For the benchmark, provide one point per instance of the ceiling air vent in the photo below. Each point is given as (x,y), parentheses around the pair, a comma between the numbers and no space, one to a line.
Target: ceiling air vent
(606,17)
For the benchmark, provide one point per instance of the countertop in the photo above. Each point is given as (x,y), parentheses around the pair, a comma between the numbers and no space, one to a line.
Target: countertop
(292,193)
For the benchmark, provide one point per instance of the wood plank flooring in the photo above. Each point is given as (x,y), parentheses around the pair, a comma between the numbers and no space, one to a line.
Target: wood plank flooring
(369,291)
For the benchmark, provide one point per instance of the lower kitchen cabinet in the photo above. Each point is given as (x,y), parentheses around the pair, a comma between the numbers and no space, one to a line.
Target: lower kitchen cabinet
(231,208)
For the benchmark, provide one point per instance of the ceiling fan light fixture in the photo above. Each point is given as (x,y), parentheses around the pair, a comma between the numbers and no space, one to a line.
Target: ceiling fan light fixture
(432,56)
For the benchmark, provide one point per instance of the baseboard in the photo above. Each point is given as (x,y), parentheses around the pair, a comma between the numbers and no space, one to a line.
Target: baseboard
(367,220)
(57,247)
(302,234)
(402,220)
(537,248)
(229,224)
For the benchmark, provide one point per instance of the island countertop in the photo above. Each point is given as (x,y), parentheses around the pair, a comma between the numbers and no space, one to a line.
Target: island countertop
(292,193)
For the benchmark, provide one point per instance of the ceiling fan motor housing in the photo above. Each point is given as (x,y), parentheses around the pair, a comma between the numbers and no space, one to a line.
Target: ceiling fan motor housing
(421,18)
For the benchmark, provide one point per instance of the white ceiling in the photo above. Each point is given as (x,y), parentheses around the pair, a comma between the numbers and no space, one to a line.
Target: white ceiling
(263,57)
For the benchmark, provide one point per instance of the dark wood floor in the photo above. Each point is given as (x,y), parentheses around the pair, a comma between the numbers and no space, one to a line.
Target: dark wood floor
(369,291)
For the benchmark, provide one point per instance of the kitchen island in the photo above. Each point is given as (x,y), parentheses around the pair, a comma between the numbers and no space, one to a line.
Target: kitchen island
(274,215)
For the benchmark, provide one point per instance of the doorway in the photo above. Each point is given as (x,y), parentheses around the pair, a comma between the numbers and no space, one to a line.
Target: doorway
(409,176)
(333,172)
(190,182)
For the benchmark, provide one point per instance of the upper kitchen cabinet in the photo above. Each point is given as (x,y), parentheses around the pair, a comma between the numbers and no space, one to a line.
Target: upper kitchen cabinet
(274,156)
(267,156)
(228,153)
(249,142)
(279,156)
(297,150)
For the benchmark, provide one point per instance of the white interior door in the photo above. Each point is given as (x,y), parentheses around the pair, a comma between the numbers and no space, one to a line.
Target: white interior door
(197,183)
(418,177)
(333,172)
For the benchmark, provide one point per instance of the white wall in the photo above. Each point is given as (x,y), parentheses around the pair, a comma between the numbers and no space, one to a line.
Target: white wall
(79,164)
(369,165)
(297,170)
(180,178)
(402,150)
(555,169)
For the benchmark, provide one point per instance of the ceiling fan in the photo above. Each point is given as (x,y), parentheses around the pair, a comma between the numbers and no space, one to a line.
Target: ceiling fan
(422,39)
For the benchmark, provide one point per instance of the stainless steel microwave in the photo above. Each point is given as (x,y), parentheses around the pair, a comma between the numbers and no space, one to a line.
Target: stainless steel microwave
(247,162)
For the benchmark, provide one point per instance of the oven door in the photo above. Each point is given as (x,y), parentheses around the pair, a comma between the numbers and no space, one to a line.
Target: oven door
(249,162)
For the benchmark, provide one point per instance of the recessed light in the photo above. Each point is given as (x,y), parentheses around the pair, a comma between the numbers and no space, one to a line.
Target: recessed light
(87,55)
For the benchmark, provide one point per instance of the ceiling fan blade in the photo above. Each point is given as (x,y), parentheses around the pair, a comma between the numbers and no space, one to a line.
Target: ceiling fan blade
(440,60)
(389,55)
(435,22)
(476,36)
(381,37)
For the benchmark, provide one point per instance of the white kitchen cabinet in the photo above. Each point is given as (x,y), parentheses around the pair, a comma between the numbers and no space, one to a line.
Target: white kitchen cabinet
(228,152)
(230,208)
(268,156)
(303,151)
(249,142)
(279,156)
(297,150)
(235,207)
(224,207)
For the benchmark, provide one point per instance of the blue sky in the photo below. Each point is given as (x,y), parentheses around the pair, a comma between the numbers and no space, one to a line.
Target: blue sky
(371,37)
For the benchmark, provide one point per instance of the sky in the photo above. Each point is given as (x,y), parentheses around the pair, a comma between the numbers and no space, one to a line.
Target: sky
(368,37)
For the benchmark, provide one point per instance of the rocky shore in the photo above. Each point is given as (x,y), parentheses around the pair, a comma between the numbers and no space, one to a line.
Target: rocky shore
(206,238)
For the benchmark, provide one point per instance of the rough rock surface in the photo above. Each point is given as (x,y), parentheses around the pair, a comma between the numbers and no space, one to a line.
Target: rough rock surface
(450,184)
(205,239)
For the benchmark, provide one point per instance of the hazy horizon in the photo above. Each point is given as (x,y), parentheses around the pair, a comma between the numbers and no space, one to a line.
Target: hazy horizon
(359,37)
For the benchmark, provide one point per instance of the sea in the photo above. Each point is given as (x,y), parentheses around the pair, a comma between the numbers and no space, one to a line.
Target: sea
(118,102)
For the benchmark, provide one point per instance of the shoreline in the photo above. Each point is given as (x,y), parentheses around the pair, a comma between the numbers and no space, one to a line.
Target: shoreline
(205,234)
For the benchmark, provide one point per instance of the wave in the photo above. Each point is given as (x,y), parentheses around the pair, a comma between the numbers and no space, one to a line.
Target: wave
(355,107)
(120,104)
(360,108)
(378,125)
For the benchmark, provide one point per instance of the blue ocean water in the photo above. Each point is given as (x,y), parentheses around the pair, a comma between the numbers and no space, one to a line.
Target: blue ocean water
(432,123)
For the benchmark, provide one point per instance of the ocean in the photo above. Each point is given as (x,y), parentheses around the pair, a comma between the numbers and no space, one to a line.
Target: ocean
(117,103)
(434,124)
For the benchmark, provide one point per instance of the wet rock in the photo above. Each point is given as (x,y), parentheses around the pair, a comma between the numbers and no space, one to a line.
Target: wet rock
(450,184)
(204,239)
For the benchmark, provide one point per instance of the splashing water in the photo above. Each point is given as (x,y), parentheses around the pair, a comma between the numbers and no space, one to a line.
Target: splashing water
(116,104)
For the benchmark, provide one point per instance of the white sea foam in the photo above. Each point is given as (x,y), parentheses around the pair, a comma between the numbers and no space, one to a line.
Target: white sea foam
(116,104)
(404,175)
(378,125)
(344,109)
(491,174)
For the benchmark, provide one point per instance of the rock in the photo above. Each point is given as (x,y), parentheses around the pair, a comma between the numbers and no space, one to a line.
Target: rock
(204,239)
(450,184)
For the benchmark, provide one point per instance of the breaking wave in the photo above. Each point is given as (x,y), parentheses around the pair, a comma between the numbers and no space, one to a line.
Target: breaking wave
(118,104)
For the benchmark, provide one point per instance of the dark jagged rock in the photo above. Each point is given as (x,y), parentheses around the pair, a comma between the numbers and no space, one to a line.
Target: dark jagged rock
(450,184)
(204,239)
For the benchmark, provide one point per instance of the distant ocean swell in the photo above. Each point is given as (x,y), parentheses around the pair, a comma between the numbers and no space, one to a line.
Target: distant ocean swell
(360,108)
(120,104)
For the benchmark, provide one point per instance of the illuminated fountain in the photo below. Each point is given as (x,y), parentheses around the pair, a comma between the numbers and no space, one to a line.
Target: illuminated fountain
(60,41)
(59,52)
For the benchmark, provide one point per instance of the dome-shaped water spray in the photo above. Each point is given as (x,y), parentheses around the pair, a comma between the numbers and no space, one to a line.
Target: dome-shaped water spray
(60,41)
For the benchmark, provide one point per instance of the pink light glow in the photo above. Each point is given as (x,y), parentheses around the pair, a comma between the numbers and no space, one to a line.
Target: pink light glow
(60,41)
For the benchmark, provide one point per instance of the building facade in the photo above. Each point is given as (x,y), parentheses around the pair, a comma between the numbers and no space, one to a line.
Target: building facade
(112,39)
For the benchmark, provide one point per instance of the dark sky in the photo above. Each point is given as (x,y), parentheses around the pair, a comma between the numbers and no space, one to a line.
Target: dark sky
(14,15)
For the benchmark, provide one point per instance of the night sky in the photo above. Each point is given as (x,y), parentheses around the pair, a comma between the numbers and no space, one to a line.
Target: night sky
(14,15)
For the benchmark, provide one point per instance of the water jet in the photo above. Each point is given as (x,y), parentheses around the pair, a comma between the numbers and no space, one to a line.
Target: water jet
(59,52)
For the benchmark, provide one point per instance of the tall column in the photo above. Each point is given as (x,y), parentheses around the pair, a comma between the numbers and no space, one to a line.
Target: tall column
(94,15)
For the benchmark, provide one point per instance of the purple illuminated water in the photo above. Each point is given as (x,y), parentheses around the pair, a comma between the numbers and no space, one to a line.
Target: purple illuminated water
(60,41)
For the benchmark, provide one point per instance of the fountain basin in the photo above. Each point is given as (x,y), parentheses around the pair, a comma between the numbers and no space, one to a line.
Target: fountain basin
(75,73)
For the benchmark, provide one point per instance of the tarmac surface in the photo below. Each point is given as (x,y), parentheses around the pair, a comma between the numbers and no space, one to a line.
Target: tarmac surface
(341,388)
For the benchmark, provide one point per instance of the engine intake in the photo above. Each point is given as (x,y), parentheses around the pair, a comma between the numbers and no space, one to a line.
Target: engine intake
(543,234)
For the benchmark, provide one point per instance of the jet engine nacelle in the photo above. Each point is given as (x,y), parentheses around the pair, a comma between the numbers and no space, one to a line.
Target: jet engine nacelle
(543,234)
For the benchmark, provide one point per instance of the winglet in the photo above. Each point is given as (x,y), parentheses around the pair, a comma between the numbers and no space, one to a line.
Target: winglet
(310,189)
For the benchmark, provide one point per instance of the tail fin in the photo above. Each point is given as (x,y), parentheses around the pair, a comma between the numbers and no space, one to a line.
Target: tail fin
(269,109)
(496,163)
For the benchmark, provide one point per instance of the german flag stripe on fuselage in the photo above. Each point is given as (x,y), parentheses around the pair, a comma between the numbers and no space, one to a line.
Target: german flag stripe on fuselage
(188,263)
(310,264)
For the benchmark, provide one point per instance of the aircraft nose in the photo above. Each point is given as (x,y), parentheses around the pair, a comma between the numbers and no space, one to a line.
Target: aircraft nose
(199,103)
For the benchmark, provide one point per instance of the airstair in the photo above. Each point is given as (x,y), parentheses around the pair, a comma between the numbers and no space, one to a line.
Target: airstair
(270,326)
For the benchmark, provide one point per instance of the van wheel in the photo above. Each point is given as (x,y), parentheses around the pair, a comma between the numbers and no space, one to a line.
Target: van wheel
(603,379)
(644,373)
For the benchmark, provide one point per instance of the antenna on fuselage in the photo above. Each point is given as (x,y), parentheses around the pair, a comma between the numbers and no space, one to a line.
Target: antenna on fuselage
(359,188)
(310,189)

## [What to produce]
Include both ends. Return the line holding "For the benchmark, provide one point per instance of the tail" and all lines after it in the records above, exactly as written.

## [The completed task]
For the benchmark, provide one point per instance of the tail fin in the photo above. Each point is given as (x,y), parentheses around the pair, a comma between the numbers and no space, one to a line.
Target: tail fin
(269,109)
(496,163)
For the benchmark, provide one point per instance of the german flag stripe on fuselage in the photo above. Each point is given as (x,y), parentheses around the pair, a comma between the numbers and no space, one to a line.
Target: german flag stripe on fuselage
(188,263)
(310,264)
For the benchmark, provide one point per instance of the aircraft nose in the photo above. Each point is given as (x,y), parentheses around the pair, a comma between the numbers and no space, one to a line.
Target: aircraft nose
(199,103)
For the benchmark, provide one point per instance of the airstair in the photo above. Each point is given as (x,y), parentheses around the pair, a comma between the numbers and no space, one to a line.
Target: airstair
(270,326)
For the benchmark, provide one point per instance of the van wheel in the photo above. Each point is given as (x,y), parentheses around the pair, a comma between the numbers and no space, one to a line.
Target: van wheel
(603,379)
(644,373)
For the benchmark, provide one point per instance of the antenna on fuselage in the photo above. Each point is given as (x,y), parentheses around the pair, a comma between the numbers and no space, one to a line.
Target: antenna on fuselage
(359,188)
(310,189)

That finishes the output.